WHAT THIS TASK INVOLVES: Beginning with the line where "point: the translucent" appears, retype every remaining line of the data below, both the first and last included.
*** DATA IN THIS EXERCISE ***
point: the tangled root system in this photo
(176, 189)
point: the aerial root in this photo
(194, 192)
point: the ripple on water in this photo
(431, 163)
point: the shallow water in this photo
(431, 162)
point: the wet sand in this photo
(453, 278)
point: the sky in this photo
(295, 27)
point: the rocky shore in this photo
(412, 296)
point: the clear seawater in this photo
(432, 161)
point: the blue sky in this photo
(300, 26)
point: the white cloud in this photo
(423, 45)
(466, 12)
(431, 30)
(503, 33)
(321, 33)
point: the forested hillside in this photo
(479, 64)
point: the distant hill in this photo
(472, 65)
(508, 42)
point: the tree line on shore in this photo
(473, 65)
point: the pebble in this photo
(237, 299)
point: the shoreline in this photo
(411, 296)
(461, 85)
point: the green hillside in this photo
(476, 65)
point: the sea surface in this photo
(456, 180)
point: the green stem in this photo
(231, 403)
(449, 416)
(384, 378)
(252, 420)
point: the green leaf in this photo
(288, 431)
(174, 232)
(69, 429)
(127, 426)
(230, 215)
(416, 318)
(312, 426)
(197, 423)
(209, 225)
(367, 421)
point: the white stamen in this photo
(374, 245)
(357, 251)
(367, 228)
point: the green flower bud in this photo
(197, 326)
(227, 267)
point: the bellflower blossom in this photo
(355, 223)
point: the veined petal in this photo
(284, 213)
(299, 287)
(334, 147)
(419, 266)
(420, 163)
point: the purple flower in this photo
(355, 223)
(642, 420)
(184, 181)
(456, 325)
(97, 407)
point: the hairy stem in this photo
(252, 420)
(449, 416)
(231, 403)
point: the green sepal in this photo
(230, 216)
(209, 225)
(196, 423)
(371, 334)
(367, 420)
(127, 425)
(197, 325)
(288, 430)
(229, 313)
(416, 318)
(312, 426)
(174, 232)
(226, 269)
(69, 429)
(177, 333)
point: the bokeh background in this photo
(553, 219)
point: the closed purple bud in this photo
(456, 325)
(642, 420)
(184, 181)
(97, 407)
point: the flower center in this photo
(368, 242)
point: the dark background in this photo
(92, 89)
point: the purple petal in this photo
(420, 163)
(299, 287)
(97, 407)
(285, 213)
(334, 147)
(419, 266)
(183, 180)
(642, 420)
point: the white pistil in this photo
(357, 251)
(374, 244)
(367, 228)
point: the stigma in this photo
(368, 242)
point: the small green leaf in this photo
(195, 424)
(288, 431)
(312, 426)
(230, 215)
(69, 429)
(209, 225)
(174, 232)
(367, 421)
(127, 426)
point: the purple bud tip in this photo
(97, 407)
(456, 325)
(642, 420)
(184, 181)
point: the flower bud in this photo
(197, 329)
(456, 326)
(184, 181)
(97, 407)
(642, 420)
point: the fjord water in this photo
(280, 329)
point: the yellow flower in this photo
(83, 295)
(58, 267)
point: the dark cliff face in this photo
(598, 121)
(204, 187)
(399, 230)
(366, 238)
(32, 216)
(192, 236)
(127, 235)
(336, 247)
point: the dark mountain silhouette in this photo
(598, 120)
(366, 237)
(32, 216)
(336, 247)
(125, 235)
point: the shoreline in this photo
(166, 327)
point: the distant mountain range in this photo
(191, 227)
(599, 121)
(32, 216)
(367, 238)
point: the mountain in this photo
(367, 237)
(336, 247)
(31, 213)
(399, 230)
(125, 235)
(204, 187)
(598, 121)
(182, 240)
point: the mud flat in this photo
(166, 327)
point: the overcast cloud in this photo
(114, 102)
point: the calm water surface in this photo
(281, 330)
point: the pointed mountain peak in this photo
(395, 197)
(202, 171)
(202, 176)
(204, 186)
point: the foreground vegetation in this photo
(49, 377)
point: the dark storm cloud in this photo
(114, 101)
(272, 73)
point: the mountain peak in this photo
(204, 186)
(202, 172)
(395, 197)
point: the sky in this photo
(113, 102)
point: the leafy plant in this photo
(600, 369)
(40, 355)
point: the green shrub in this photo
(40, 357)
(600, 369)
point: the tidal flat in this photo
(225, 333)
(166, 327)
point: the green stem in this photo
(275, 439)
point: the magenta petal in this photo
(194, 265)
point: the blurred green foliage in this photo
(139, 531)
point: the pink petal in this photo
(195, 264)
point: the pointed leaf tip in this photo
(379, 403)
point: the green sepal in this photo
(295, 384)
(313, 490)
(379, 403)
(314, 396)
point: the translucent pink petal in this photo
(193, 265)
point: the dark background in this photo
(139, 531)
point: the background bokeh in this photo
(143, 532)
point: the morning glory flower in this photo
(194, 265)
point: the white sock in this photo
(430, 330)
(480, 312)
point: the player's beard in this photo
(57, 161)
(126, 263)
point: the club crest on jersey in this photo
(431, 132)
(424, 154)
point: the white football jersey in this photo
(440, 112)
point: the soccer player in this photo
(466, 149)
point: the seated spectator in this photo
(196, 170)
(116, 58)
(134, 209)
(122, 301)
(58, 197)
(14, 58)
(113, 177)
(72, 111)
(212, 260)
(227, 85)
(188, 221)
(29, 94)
***
TASK ANSWER:
point: the translucent pink petal in this photo
(193, 265)
point: the dark background in this photo
(139, 531)
point: the background bokeh in this photo
(143, 532)
point: the morning glory flower in this photo
(194, 265)
point: the white sock in this photo
(430, 330)
(480, 312)
point: the player's beard in this photo
(57, 161)
(126, 263)
point: the club crest on jersey in this photo
(431, 132)
(424, 154)
point: the white football jersey in this photo
(440, 112)
point: the soccer player in this photo
(466, 149)
point: the seated spectator in this photo
(196, 170)
(116, 58)
(134, 209)
(122, 301)
(58, 197)
(14, 58)
(113, 177)
(72, 111)
(212, 260)
(227, 85)
(188, 221)
(29, 94)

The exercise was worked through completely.